• DIRECTIVE
Render the listing below as a JSON array of strings, one string per line with blank lines omitted. Cover only the stretch from the line with "# point at: red" up to and including the line with "x=175, y=316".
— begin —
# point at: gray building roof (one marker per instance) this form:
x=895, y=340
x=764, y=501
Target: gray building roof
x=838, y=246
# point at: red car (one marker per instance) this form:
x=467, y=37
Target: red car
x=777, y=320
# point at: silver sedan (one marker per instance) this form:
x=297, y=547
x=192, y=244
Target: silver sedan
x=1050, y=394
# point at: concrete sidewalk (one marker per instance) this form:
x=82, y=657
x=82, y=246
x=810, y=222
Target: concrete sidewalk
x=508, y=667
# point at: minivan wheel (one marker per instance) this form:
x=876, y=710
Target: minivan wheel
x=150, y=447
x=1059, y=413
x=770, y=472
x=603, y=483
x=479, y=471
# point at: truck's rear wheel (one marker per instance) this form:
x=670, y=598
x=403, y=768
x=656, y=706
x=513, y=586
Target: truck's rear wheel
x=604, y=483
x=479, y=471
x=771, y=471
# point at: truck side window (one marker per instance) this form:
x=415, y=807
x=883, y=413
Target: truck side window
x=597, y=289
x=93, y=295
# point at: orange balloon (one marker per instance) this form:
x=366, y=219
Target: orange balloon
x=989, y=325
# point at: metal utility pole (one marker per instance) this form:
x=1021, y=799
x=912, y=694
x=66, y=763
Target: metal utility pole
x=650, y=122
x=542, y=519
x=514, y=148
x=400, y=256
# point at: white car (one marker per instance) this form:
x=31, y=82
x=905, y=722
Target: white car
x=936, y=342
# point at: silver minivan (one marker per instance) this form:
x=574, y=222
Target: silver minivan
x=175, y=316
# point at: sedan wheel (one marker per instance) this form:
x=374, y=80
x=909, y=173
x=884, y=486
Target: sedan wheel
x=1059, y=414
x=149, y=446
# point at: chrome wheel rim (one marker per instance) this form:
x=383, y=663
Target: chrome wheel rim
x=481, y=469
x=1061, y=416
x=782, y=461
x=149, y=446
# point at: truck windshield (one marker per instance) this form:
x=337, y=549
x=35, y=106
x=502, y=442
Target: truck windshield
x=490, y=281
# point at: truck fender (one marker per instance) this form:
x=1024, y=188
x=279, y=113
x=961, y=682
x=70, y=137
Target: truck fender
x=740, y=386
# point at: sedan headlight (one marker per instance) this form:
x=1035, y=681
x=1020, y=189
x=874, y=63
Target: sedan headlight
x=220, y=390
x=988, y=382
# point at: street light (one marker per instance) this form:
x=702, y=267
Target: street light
— end —
• RESULT OF THE EXERCISE
[
  "# point at: red car (one marker per instance) this form:",
  "x=467, y=37",
  "Target: red car",
  "x=777, y=320",
  "# point at: silver sedan (one marker per instance) this form:",
  "x=297, y=547",
  "x=192, y=244",
  "Target: silver sedan",
  "x=1050, y=394",
  "# point at: concrete sidewalk (one marker per instance) this form:",
  "x=82, y=657",
  "x=82, y=246",
  "x=810, y=222",
  "Target: concrete sidewalk",
  "x=508, y=667",
  "# point at: minivan wheel (one marker per instance) this form:",
  "x=876, y=710",
  "Target: minivan wheel",
  "x=150, y=447",
  "x=1059, y=413",
  "x=770, y=472",
  "x=603, y=483",
  "x=479, y=471",
  "# point at: truck's rear wheel (one marker per instance) this form:",
  "x=670, y=598",
  "x=403, y=768",
  "x=656, y=706",
  "x=513, y=586",
  "Target: truck's rear wheel",
  "x=604, y=483",
  "x=479, y=471",
  "x=771, y=471",
  "# point at: truck side window (one marker per instance) this form:",
  "x=415, y=807",
  "x=883, y=413",
  "Target: truck side window",
  "x=597, y=289",
  "x=93, y=295",
  "# point at: orange balloon (one marker per instance) this form:",
  "x=366, y=219",
  "Target: orange balloon",
  "x=989, y=325",
  "# point at: metal utility pole (one marker per instance) this form:",
  "x=1021, y=799",
  "x=912, y=694",
  "x=66, y=763",
  "Target: metal utility pole",
  "x=650, y=122",
  "x=542, y=519",
  "x=514, y=148",
  "x=400, y=256",
  "# point at: white car (one marker per instance) this form:",
  "x=31, y=82",
  "x=905, y=722",
  "Target: white car",
  "x=936, y=342",
  "# point at: silver minivan (one marker per instance) this form:",
  "x=574, y=222",
  "Target: silver minivan",
  "x=175, y=316"
]